**Exercise objective**
Copy out precisely the line that holds "Scans the supplied" and all the lines following it in the data, up to and including the last one, and no others.

**Exercise material**

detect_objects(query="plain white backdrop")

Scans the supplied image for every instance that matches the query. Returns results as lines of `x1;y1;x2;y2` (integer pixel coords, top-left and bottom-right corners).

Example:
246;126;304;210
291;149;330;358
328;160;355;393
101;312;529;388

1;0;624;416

**Answer to this task**
Scans the supplied image for every instance that matches the query. Returns results as lines of `x1;y1;x2;y2` (integer pixel coords, top-left and bottom-right corners).

Example:
246;126;304;210
291;149;330;358
328;160;355;393
101;312;529;388

1;0;624;416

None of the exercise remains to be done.